## [Given information]
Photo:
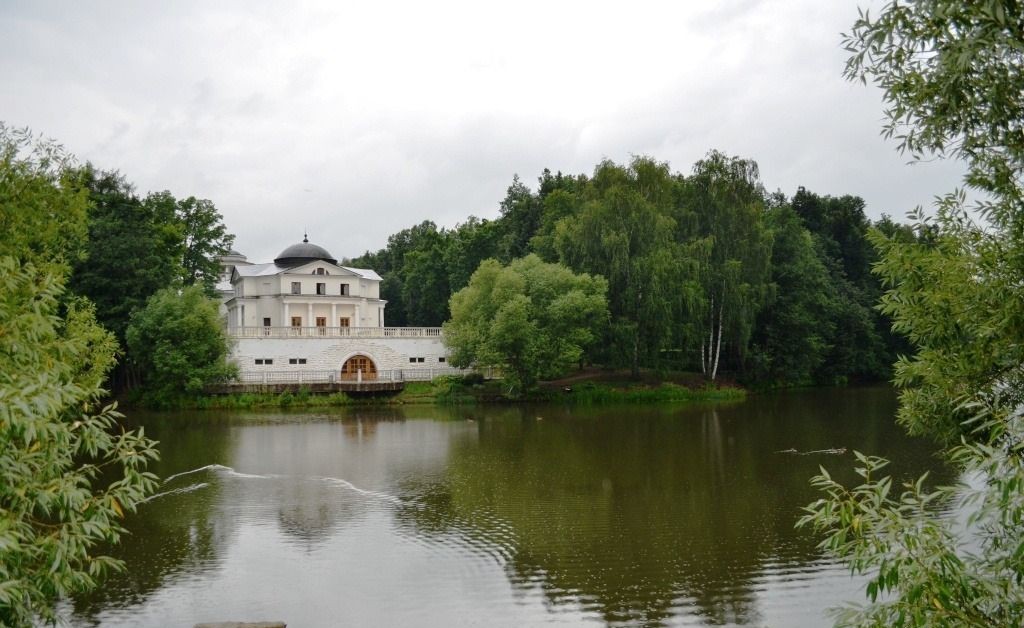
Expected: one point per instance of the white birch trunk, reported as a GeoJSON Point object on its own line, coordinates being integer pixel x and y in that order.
{"type": "Point", "coordinates": [718, 347]}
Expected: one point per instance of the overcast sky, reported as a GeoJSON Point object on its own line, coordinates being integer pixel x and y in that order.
{"type": "Point", "coordinates": [356, 120]}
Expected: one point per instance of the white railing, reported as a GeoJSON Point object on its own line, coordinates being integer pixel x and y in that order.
{"type": "Point", "coordinates": [334, 332]}
{"type": "Point", "coordinates": [330, 377]}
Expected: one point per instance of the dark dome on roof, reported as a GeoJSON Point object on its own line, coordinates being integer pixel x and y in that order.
{"type": "Point", "coordinates": [303, 252]}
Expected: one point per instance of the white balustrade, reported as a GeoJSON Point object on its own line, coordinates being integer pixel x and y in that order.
{"type": "Point", "coordinates": [334, 332]}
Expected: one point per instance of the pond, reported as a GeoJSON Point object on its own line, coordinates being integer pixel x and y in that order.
{"type": "Point", "coordinates": [519, 515]}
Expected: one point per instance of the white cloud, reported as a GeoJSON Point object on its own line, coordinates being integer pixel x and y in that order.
{"type": "Point", "coordinates": [356, 120]}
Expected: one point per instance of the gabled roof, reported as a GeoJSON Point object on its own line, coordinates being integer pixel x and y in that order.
{"type": "Point", "coordinates": [364, 273]}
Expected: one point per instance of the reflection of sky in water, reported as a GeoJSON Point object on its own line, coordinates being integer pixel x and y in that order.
{"type": "Point", "coordinates": [657, 515]}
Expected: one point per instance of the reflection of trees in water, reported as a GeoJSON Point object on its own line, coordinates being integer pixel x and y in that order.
{"type": "Point", "coordinates": [310, 510]}
{"type": "Point", "coordinates": [642, 513]}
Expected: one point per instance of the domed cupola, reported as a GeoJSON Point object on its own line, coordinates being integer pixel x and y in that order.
{"type": "Point", "coordinates": [303, 252]}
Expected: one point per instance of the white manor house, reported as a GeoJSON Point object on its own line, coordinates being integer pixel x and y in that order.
{"type": "Point", "coordinates": [303, 319]}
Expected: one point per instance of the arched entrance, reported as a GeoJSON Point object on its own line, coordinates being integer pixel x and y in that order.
{"type": "Point", "coordinates": [350, 370]}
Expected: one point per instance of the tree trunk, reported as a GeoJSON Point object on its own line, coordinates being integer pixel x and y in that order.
{"type": "Point", "coordinates": [718, 347]}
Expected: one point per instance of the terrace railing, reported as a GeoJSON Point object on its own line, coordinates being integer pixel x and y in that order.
{"type": "Point", "coordinates": [330, 377]}
{"type": "Point", "coordinates": [334, 332]}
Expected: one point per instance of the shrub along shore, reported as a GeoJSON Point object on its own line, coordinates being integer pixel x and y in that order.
{"type": "Point", "coordinates": [604, 388]}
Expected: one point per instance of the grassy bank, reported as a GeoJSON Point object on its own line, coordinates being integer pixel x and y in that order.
{"type": "Point", "coordinates": [581, 388]}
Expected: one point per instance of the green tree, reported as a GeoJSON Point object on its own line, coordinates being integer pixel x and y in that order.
{"type": "Point", "coordinates": [178, 343]}
{"type": "Point", "coordinates": [951, 73]}
{"type": "Point", "coordinates": [726, 195]}
{"type": "Point", "coordinates": [68, 472]}
{"type": "Point", "coordinates": [624, 232]}
{"type": "Point", "coordinates": [469, 244]}
{"type": "Point", "coordinates": [532, 320]}
{"type": "Point", "coordinates": [206, 239]}
{"type": "Point", "coordinates": [134, 248]}
{"type": "Point", "coordinates": [795, 328]}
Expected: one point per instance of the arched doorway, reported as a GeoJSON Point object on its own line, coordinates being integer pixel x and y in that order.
{"type": "Point", "coordinates": [350, 370]}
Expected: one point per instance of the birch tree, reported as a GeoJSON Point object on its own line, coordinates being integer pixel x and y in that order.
{"type": "Point", "coordinates": [727, 198]}
{"type": "Point", "coordinates": [625, 233]}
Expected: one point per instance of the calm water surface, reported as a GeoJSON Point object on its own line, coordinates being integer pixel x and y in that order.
{"type": "Point", "coordinates": [497, 516]}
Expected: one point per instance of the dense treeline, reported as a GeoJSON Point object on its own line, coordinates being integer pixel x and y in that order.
{"type": "Point", "coordinates": [706, 270]}
{"type": "Point", "coordinates": [136, 253]}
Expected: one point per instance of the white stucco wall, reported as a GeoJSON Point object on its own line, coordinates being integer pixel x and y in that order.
{"type": "Point", "coordinates": [330, 353]}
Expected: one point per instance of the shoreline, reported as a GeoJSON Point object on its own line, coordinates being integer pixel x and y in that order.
{"type": "Point", "coordinates": [452, 391]}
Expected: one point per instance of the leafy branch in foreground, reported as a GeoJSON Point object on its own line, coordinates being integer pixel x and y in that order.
{"type": "Point", "coordinates": [68, 472]}
{"type": "Point", "coordinates": [952, 74]}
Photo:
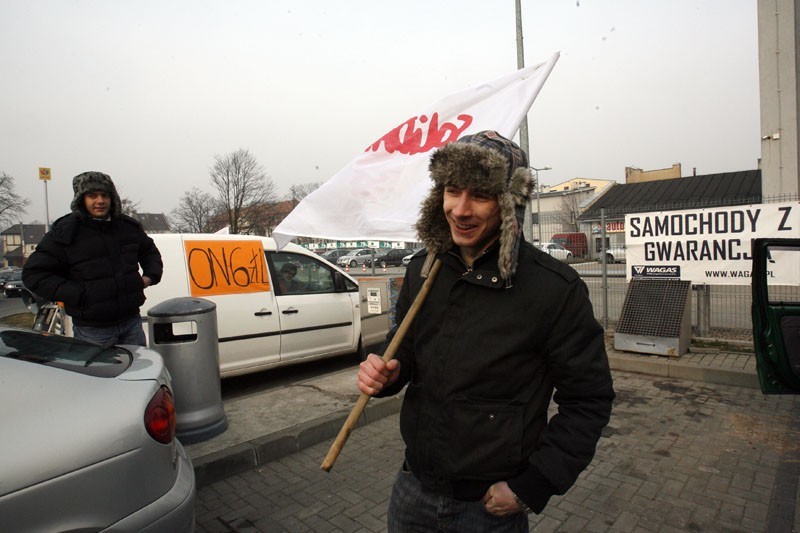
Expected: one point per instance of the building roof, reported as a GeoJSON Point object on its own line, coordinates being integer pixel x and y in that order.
{"type": "Point", "coordinates": [691, 192]}
{"type": "Point", "coordinates": [153, 222]}
{"type": "Point", "coordinates": [32, 233]}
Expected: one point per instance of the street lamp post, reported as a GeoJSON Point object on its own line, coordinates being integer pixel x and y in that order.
{"type": "Point", "coordinates": [538, 207]}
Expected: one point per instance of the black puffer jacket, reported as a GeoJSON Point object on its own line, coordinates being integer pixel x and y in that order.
{"type": "Point", "coordinates": [481, 362]}
{"type": "Point", "coordinates": [92, 266]}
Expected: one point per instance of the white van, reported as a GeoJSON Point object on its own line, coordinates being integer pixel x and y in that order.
{"type": "Point", "coordinates": [264, 319]}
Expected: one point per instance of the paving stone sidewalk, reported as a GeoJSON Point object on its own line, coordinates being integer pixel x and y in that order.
{"type": "Point", "coordinates": [678, 455]}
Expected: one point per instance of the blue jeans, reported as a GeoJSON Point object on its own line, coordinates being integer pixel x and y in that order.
{"type": "Point", "coordinates": [126, 332]}
{"type": "Point", "coordinates": [413, 509]}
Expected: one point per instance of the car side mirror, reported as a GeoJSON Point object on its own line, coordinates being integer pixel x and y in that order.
{"type": "Point", "coordinates": [30, 301]}
{"type": "Point", "coordinates": [338, 282]}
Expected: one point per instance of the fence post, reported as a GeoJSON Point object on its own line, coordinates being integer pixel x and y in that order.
{"type": "Point", "coordinates": [703, 309]}
{"type": "Point", "coordinates": [604, 264]}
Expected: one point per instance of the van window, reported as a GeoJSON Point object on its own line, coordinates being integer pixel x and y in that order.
{"type": "Point", "coordinates": [300, 274]}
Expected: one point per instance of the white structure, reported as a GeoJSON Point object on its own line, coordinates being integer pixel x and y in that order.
{"type": "Point", "coordinates": [778, 35]}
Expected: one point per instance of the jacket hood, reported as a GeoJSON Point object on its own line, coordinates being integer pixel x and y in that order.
{"type": "Point", "coordinates": [94, 181]}
{"type": "Point", "coordinates": [484, 162]}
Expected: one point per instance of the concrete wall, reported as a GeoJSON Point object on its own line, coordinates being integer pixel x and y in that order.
{"type": "Point", "coordinates": [637, 175]}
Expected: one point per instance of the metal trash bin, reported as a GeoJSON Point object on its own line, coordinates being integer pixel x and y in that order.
{"type": "Point", "coordinates": [184, 332]}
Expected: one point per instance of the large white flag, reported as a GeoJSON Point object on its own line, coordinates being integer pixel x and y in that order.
{"type": "Point", "coordinates": [378, 194]}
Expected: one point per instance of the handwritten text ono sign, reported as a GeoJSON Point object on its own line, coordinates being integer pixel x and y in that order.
{"type": "Point", "coordinates": [226, 267]}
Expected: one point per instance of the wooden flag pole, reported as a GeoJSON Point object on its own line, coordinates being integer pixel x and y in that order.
{"type": "Point", "coordinates": [388, 355]}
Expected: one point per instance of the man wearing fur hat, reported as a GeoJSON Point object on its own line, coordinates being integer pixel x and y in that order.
{"type": "Point", "coordinates": [90, 260]}
{"type": "Point", "coordinates": [503, 327]}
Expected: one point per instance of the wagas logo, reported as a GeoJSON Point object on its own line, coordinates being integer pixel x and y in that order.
{"type": "Point", "coordinates": [645, 271]}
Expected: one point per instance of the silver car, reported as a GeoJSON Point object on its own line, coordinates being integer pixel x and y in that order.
{"type": "Point", "coordinates": [556, 250]}
{"type": "Point", "coordinates": [355, 258]}
{"type": "Point", "coordinates": [88, 438]}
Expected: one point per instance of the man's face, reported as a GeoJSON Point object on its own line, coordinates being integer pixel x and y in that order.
{"type": "Point", "coordinates": [98, 204]}
{"type": "Point", "coordinates": [474, 219]}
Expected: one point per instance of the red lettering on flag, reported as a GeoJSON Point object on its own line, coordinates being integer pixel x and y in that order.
{"type": "Point", "coordinates": [407, 138]}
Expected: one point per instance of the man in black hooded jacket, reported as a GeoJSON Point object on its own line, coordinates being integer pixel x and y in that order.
{"type": "Point", "coordinates": [503, 327]}
{"type": "Point", "coordinates": [90, 261]}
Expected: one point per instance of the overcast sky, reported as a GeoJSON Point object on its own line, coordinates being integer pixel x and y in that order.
{"type": "Point", "coordinates": [150, 91]}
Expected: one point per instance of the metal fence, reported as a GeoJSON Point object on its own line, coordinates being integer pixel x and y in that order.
{"type": "Point", "coordinates": [718, 311]}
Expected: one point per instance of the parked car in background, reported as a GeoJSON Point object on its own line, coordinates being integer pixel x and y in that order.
{"type": "Point", "coordinates": [13, 285]}
{"type": "Point", "coordinates": [407, 259]}
{"type": "Point", "coordinates": [616, 253]}
{"type": "Point", "coordinates": [555, 250]}
{"type": "Point", "coordinates": [392, 257]}
{"type": "Point", "coordinates": [5, 273]}
{"type": "Point", "coordinates": [89, 438]}
{"type": "Point", "coordinates": [333, 255]}
{"type": "Point", "coordinates": [575, 242]}
{"type": "Point", "coordinates": [355, 258]}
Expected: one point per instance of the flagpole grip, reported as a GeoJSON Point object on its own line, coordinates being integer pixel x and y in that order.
{"type": "Point", "coordinates": [388, 355]}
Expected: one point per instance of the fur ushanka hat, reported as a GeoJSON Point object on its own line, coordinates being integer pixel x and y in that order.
{"type": "Point", "coordinates": [94, 181]}
{"type": "Point", "coordinates": [485, 162]}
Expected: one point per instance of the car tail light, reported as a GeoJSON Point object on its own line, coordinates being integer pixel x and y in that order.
{"type": "Point", "coordinates": [159, 417]}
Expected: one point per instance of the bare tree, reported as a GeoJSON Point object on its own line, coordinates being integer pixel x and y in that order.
{"type": "Point", "coordinates": [568, 216]}
{"type": "Point", "coordinates": [300, 191]}
{"type": "Point", "coordinates": [241, 184]}
{"type": "Point", "coordinates": [12, 205]}
{"type": "Point", "coordinates": [129, 207]}
{"type": "Point", "coordinates": [195, 213]}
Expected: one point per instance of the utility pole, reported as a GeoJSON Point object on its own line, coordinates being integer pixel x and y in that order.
{"type": "Point", "coordinates": [527, 228]}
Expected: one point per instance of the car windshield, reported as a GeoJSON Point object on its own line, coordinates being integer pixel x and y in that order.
{"type": "Point", "coordinates": [64, 352]}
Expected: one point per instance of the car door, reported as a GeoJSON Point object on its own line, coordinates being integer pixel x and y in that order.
{"type": "Point", "coordinates": [775, 281]}
{"type": "Point", "coordinates": [233, 274]}
{"type": "Point", "coordinates": [317, 318]}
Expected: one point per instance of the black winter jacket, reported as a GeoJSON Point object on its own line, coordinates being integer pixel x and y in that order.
{"type": "Point", "coordinates": [481, 361]}
{"type": "Point", "coordinates": [92, 266]}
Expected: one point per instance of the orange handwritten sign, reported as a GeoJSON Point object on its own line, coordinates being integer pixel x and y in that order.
{"type": "Point", "coordinates": [226, 267]}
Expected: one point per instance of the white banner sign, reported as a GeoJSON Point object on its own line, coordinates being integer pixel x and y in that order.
{"type": "Point", "coordinates": [707, 246]}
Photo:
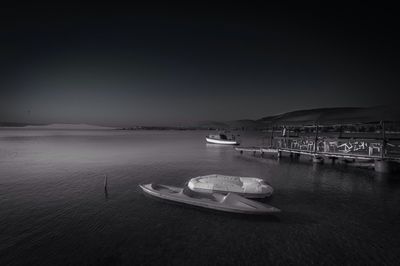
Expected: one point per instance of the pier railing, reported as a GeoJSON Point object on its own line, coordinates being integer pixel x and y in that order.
{"type": "Point", "coordinates": [359, 147]}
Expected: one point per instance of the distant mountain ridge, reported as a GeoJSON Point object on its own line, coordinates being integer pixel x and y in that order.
{"type": "Point", "coordinates": [322, 116]}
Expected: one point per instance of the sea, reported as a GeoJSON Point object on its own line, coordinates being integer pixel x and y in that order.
{"type": "Point", "coordinates": [54, 209]}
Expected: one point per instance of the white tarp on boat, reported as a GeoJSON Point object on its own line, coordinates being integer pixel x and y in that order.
{"type": "Point", "coordinates": [246, 186]}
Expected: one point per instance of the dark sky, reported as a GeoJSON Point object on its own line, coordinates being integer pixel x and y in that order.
{"type": "Point", "coordinates": [164, 64]}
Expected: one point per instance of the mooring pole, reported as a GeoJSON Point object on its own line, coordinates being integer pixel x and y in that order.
{"type": "Point", "coordinates": [316, 138]}
{"type": "Point", "coordinates": [272, 137]}
{"type": "Point", "coordinates": [383, 150]}
{"type": "Point", "coordinates": [105, 182]}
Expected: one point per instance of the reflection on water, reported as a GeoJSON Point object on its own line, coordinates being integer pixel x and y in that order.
{"type": "Point", "coordinates": [55, 208]}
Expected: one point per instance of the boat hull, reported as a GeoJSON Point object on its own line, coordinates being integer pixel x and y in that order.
{"type": "Point", "coordinates": [249, 187]}
{"type": "Point", "coordinates": [227, 203]}
{"type": "Point", "coordinates": [222, 142]}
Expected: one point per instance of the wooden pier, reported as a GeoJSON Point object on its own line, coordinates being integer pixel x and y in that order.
{"type": "Point", "coordinates": [383, 153]}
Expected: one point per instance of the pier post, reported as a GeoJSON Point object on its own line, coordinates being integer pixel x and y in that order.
{"type": "Point", "coordinates": [318, 159]}
{"type": "Point", "coordinates": [272, 138]}
{"type": "Point", "coordinates": [384, 166]}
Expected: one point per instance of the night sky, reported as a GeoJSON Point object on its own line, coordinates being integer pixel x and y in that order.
{"type": "Point", "coordinates": [169, 65]}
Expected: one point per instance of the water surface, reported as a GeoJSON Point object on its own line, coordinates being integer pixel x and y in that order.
{"type": "Point", "coordinates": [53, 209]}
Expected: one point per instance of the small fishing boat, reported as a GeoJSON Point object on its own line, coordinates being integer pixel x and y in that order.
{"type": "Point", "coordinates": [221, 139]}
{"type": "Point", "coordinates": [230, 202]}
{"type": "Point", "coordinates": [249, 187]}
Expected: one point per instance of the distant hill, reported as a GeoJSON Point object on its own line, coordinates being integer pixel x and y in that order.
{"type": "Point", "coordinates": [322, 116]}
{"type": "Point", "coordinates": [336, 115]}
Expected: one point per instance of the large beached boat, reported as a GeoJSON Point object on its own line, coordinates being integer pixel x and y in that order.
{"type": "Point", "coordinates": [230, 202]}
{"type": "Point", "coordinates": [221, 139]}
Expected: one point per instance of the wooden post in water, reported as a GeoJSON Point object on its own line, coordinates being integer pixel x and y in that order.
{"type": "Point", "coordinates": [272, 137]}
{"type": "Point", "coordinates": [316, 138]}
{"type": "Point", "coordinates": [383, 150]}
{"type": "Point", "coordinates": [316, 159]}
{"type": "Point", "coordinates": [105, 182]}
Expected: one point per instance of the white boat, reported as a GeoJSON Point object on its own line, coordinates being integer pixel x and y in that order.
{"type": "Point", "coordinates": [221, 139]}
{"type": "Point", "coordinates": [249, 187]}
{"type": "Point", "coordinates": [229, 203]}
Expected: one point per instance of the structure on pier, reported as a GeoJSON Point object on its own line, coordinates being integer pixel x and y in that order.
{"type": "Point", "coordinates": [321, 138]}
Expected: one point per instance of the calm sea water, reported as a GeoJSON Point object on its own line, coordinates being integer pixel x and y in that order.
{"type": "Point", "coordinates": [53, 209]}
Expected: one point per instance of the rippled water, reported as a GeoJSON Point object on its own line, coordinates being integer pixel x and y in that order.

## [Goal]
Write out exactly the lines starting with the one that holds "Expected: one point per instance of the water" and running through the last line above.

## [Reply]
Expected: one point per instance of the water surface, reported as a GeoJSON Point object on its own line, coordinates being integer pixel x and y in that order.
{"type": "Point", "coordinates": [53, 209]}
Expected: one point per instance of the small fishing boat, reported as a GeoJSON Point object on its own line, coordinates being integer pixel x and y in that order.
{"type": "Point", "coordinates": [221, 139]}
{"type": "Point", "coordinates": [230, 202]}
{"type": "Point", "coordinates": [249, 187]}
Expected: one point per instance of the distant hill, reported as a GeoJSON Point object on its own line, coordinates being integer pixel x and y in that order.
{"type": "Point", "coordinates": [322, 116]}
{"type": "Point", "coordinates": [336, 115]}
Expected: one point per instance of the large beached boat, reported as a GeoJSON Point object on its own line, coordinates being integer pixel x and y in that order.
{"type": "Point", "coordinates": [230, 202]}
{"type": "Point", "coordinates": [221, 139]}
Expected: one point per instance of the wooden post in water, reported as a GeoJSON Point object on its own line, coordinates being integer pixel x and y in that order.
{"type": "Point", "coordinates": [272, 137]}
{"type": "Point", "coordinates": [316, 138]}
{"type": "Point", "coordinates": [383, 150]}
{"type": "Point", "coordinates": [316, 159]}
{"type": "Point", "coordinates": [105, 182]}
Expected: one point per instance of the white boat, reported as a GeoJSON Point object on its own line, coordinates being integer pixel x and y in that order.
{"type": "Point", "coordinates": [221, 139]}
{"type": "Point", "coordinates": [249, 187]}
{"type": "Point", "coordinates": [229, 203]}
Expected: one point per instance of the structure on pier, reported as a GeoJSON Point object on its own line, coordinates being integer pixel x and y in that order.
{"type": "Point", "coordinates": [321, 138]}
Expected: one point per instance of the calm sea water, reported as a GeoJSON Point object on its own line, coordinates being integer pixel x and y in that order.
{"type": "Point", "coordinates": [53, 209]}
Expected: one point per instance of the rippled water, reported as a GeoJSON Point object on its own line, coordinates being integer pixel x and y in that order.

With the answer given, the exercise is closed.